[本文]
2023年08月25日

レガシー600 謎の墜落

今ごろ「事実は小説より奇なり」は死語だが、昨日ロシアで発生したビジネスジェット機墜落事故は何といえばいいのだろう。


ロシア政府の公式発表では、モスクワからサンクト・ペテルブルグに向かって飛び立ったビジネスジェット機レガシー600が、その経路の途中で突然墜落し爆発炎上、乗員乗客10名の全員が死亡した。乗客リスト7名の中にはエフゲニー・プリゴジンとドミトリー・ウトキン(ワグネル創業者および幹部)の名前があった。さあ大変だ。タイミング良く墜落する飛行機を撮った動画もSNSで拡散している。ミサイルによる撃墜説も出た。いや、待てよ。プリゴジン氏のようなお尋ね者が昼間から出歩き、首都空港から旅立つなんて大胆すぎないか?乗っていたのは影武者じゃないか?映画007やMIPで演じられる超アクションで世界中の眼を欺こうとしたんじゃないだろうか?「ロシアで何が起きても驚かない」と言ったバイデン大統領の言葉は名言だ。今度はどんなレガシーを作るつもりだろうか。

[やること] 上の本文のうち、「2023年08月25日」から始まって「ガシーを作るつもりだろうか。」までの部分を、一字も変えずに書き写してください。

[データ抜粋]
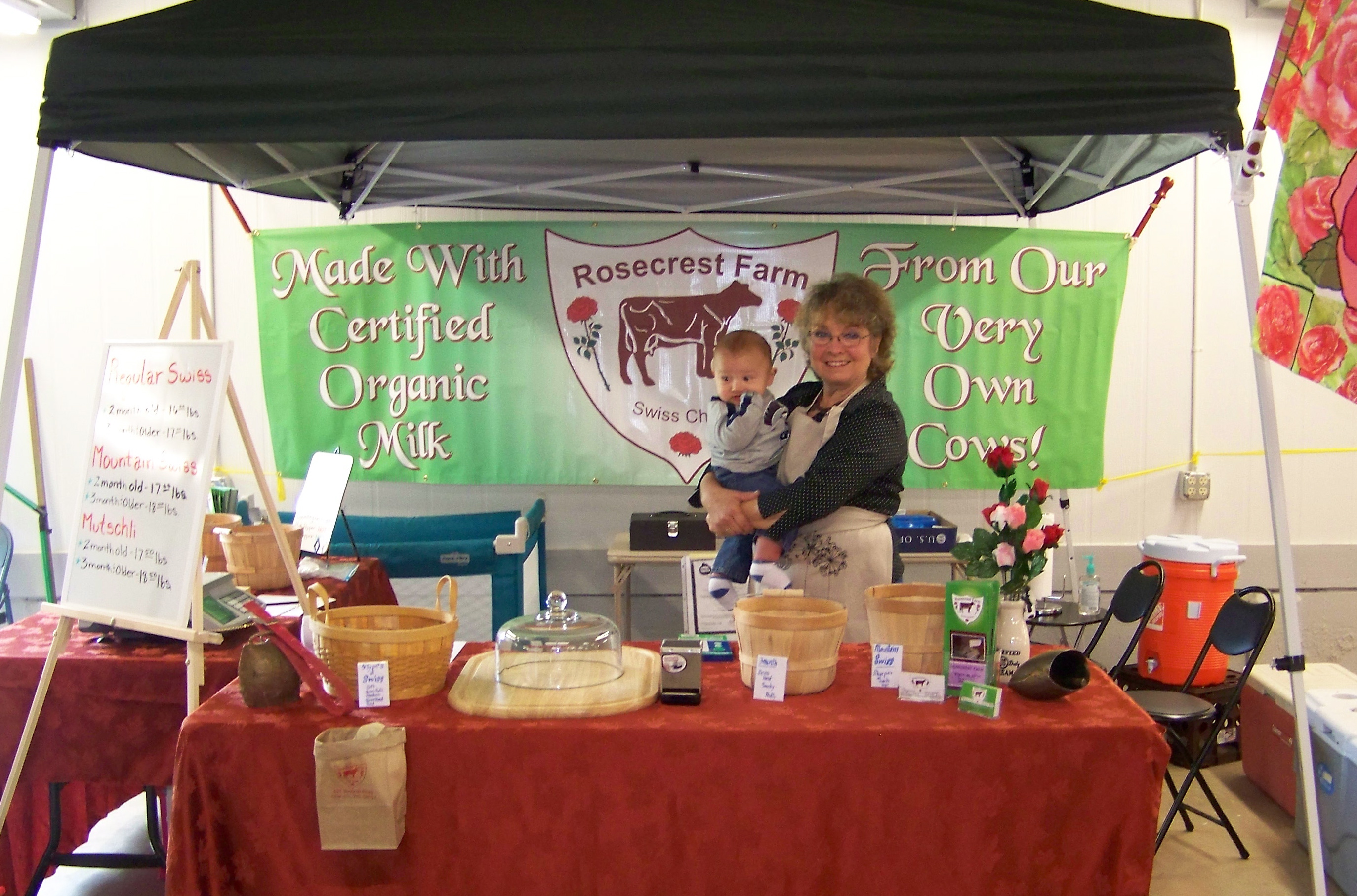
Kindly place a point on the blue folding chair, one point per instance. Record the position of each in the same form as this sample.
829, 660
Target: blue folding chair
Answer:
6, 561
* * *
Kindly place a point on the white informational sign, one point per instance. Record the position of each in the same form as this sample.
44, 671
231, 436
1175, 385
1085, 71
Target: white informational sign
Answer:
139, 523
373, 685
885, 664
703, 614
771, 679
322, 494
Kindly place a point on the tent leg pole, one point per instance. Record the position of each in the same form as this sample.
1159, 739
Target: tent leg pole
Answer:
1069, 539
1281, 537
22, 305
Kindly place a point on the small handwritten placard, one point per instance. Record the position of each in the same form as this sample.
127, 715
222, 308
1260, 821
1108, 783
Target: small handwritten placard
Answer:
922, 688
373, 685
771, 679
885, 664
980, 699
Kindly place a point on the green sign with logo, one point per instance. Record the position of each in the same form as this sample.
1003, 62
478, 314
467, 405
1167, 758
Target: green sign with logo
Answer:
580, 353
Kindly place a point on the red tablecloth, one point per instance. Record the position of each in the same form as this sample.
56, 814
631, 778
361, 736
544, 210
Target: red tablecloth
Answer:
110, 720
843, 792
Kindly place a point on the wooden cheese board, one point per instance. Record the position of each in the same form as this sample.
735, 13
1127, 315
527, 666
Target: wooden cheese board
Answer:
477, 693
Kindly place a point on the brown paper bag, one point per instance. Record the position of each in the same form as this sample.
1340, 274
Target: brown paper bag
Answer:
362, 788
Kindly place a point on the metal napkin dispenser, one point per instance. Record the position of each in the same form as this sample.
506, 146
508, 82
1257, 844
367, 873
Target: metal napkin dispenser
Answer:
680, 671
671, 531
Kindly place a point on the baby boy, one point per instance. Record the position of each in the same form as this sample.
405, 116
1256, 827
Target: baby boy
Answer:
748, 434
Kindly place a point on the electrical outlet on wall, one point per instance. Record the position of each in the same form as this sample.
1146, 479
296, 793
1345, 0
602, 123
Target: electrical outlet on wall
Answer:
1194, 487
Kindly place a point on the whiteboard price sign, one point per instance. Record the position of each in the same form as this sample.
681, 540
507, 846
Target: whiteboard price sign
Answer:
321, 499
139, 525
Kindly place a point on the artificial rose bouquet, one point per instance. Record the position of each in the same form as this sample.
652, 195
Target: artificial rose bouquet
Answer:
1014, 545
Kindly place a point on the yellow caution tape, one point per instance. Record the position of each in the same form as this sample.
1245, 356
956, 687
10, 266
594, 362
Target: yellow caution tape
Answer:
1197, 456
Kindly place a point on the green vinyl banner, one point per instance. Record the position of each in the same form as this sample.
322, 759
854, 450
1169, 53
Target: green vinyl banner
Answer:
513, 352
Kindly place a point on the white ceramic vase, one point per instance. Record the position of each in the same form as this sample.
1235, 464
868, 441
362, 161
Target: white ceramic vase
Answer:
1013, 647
* * *
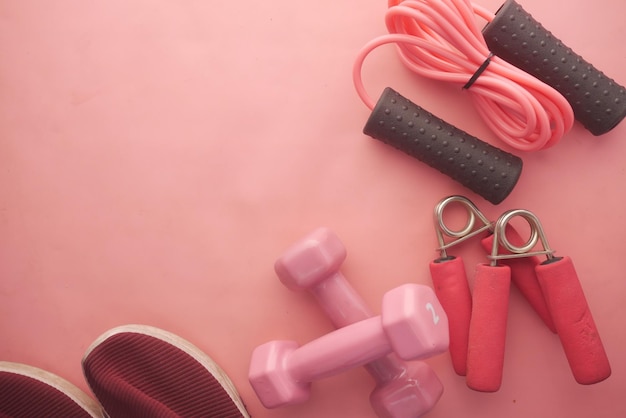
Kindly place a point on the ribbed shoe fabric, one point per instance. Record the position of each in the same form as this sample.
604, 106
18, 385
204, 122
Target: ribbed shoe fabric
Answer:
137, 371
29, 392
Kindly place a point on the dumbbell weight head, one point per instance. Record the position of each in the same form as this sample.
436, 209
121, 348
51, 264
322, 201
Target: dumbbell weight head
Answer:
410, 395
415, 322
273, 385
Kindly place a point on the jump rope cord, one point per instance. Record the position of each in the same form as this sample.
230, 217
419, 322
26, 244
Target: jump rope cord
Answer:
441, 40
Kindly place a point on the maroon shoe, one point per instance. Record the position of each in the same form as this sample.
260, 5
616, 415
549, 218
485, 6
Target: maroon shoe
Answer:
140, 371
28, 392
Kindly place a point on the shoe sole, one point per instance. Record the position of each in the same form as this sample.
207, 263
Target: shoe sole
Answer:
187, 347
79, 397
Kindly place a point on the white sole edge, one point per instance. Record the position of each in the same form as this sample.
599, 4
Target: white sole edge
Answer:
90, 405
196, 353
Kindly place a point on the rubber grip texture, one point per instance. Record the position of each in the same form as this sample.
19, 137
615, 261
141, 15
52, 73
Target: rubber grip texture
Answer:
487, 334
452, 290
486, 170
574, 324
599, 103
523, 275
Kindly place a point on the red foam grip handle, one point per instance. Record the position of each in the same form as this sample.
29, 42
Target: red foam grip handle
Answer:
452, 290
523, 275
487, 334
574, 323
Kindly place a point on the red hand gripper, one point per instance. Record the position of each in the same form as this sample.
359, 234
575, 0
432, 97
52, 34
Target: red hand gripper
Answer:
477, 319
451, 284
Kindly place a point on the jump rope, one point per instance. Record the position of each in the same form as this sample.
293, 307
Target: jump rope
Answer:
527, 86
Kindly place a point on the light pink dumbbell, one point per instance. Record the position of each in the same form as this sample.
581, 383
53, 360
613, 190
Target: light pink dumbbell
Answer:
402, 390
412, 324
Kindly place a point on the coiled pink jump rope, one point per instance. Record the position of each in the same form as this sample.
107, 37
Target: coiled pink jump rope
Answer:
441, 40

[答え]
2023年08月25日

レガシー600 謎の墜落

今ごろ「事実は小説より奇なり」は死語だが、昨日ロシアで発生したビジネスジェット機墜落事故は何といえばいいのだろう。


ロシア政府の公式発表では、モスクワからサンクト・ペテルブルグに向かって飛び立ったビジネスジェット機レガシー600が、その経路の途中で突然墜落し爆発炎上、乗員乗客10名の全員が死亡した。乗客リスト7名の中にはエフゲニー・プリゴジンとドミトリー・ウトキン(ワグネル創業者および幹部)の名前があった。さあ大変だ。タイミング良く墜落する飛行機を撮った動画もSNSで拡散している。ミサイルによる撃墜説も出た。いや、待てよ。プリゴジン氏のようなお尋ね者が昼間から出歩き、首都空港から旅立つなんて大胆すぎないか?乗っていたのは影武者じゃないか?映画007やMIPで演じられる超アクションで世界中の眼を欺こうとしたんじゃないだろうか?「ロシアで何が起きても驚かない」と言ったバイデン大統領の言葉は名言だ。今度はどんなレガシーを作るつもりだろうか。